- **Dataset records**
-=-=-=-=-
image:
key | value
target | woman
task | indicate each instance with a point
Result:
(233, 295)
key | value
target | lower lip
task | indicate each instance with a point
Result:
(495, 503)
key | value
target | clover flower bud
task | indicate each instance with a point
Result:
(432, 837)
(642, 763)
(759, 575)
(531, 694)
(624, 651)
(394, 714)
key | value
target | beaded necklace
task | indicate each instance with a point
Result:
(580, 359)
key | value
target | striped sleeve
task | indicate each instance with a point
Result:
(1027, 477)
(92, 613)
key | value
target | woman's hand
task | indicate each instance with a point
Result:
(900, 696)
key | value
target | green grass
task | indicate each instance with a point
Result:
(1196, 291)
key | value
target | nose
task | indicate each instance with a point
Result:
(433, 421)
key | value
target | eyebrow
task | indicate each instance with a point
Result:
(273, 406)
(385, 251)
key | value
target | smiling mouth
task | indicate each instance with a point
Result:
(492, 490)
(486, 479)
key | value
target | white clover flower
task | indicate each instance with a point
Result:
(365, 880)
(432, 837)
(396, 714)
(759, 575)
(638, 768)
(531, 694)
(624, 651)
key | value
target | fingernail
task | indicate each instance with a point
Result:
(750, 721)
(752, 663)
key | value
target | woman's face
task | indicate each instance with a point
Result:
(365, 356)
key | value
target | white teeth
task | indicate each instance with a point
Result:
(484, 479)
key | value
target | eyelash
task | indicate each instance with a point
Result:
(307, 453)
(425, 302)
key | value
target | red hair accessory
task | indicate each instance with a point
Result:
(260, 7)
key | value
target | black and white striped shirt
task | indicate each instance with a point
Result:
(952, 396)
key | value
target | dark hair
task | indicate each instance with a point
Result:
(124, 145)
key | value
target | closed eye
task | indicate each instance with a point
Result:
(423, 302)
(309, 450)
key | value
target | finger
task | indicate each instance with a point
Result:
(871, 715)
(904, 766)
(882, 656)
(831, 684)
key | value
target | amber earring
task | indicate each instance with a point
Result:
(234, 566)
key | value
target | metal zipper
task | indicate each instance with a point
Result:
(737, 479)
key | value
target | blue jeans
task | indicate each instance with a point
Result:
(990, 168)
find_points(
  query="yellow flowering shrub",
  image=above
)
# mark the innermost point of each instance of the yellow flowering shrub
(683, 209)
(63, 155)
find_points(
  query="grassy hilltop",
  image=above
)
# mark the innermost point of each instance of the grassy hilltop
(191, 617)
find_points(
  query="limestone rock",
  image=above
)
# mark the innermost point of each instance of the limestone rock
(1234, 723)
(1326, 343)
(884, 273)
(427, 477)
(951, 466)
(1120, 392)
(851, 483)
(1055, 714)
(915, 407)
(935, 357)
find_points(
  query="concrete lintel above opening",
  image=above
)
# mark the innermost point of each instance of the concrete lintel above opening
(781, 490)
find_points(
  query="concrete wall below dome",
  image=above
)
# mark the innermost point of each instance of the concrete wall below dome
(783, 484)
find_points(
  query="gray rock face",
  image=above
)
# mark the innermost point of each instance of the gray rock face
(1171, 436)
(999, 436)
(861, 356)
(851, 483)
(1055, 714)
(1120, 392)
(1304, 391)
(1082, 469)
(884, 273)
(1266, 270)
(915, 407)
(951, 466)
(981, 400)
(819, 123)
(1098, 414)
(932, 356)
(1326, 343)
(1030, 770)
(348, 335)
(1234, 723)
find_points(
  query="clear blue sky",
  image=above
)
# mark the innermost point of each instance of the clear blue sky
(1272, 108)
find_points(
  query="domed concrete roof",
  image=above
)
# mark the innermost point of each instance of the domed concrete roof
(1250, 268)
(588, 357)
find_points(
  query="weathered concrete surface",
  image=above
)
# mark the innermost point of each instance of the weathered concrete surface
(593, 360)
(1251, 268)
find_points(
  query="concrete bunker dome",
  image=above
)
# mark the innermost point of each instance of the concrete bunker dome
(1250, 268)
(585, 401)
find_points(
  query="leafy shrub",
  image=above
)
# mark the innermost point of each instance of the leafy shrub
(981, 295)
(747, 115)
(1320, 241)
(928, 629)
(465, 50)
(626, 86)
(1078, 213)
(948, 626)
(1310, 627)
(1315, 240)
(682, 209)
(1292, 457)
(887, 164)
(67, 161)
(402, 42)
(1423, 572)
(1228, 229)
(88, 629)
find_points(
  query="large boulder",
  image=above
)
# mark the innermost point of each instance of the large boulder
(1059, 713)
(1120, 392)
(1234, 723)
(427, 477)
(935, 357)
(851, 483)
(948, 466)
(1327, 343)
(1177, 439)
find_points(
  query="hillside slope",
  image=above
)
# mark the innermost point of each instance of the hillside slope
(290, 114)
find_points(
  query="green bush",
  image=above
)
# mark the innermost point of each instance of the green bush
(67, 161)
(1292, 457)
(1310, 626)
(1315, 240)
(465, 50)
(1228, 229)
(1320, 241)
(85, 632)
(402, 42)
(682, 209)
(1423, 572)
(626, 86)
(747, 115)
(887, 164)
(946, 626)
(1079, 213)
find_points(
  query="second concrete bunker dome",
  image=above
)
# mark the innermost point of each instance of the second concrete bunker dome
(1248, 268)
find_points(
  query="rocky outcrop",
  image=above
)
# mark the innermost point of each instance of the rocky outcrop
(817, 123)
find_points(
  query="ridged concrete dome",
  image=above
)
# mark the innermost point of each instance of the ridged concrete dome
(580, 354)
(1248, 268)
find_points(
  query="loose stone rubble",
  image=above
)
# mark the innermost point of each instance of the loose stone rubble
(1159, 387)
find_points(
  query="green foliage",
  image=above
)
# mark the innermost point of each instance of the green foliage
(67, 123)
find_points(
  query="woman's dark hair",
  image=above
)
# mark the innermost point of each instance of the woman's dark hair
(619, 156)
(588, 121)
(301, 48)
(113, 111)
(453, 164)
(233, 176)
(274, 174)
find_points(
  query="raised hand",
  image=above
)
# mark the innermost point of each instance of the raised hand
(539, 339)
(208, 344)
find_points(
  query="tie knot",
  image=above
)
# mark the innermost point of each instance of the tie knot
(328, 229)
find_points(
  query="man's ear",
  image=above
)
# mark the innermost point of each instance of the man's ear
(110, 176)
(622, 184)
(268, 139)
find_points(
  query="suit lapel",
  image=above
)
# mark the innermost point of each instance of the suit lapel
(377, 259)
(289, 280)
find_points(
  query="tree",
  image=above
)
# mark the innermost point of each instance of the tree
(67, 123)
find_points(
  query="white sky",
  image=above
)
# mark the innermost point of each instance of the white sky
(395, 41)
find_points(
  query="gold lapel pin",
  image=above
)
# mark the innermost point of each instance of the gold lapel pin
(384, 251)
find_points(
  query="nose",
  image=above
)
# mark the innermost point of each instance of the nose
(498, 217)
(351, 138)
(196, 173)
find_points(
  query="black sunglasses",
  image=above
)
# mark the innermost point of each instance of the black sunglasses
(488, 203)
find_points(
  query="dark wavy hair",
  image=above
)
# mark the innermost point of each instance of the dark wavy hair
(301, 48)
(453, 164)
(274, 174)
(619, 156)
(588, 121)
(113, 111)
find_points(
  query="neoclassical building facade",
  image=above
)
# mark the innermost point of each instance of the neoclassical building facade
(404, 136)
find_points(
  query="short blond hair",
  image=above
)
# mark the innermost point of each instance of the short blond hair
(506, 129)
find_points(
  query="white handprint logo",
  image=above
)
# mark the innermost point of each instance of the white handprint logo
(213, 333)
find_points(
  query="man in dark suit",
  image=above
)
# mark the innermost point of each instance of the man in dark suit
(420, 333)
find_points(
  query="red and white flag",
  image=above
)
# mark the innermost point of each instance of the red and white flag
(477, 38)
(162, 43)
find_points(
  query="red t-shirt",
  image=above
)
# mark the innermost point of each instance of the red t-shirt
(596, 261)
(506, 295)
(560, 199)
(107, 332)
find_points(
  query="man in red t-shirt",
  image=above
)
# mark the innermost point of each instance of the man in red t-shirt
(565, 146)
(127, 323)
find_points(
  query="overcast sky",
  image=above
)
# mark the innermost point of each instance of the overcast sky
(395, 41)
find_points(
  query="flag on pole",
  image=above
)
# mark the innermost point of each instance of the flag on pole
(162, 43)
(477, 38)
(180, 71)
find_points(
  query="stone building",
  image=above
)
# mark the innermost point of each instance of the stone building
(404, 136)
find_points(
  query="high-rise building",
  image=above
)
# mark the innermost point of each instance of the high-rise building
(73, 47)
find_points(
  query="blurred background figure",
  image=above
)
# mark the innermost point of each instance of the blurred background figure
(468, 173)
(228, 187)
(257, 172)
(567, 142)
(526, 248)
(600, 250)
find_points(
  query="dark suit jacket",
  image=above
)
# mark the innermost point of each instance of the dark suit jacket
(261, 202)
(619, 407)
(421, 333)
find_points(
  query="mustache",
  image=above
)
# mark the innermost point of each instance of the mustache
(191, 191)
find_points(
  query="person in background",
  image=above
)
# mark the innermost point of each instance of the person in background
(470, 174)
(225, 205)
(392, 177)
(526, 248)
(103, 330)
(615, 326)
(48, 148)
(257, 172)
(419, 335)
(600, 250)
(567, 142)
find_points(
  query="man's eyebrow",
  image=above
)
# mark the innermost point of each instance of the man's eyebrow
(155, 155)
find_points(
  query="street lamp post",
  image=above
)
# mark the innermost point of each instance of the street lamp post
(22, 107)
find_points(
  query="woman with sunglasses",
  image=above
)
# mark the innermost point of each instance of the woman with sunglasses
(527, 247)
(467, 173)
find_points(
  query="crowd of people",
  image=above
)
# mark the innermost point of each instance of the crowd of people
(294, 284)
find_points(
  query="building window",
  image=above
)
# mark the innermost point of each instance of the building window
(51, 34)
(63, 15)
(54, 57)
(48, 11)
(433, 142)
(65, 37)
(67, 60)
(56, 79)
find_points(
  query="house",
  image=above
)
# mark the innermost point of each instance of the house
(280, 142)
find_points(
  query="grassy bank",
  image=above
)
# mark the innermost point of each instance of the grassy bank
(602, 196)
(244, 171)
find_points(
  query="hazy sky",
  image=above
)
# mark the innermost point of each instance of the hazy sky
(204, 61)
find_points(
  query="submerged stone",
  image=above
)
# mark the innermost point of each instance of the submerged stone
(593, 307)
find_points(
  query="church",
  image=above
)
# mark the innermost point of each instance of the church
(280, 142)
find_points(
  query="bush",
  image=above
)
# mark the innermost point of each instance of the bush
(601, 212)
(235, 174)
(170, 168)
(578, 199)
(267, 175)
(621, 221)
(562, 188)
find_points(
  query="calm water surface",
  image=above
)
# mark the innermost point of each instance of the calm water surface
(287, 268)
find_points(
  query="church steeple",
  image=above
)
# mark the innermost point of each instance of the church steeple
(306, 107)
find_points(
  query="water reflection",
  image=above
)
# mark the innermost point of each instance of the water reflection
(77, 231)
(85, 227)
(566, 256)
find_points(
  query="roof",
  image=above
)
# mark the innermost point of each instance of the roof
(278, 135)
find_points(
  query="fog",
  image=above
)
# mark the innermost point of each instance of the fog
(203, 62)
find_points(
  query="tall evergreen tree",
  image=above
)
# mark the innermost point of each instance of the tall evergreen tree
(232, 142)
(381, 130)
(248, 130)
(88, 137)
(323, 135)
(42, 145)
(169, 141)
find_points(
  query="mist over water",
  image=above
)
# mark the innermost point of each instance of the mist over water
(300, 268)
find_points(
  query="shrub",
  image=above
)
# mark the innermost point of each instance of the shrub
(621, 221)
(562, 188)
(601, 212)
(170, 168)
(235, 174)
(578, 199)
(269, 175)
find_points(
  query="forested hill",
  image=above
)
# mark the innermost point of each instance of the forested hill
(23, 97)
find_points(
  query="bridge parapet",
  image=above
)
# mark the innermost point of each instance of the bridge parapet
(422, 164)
-=-=-=-=-
- **The task**
Taking the material above, report how many of its lines contain the word "striped". Add nothing else.

- **Response**
2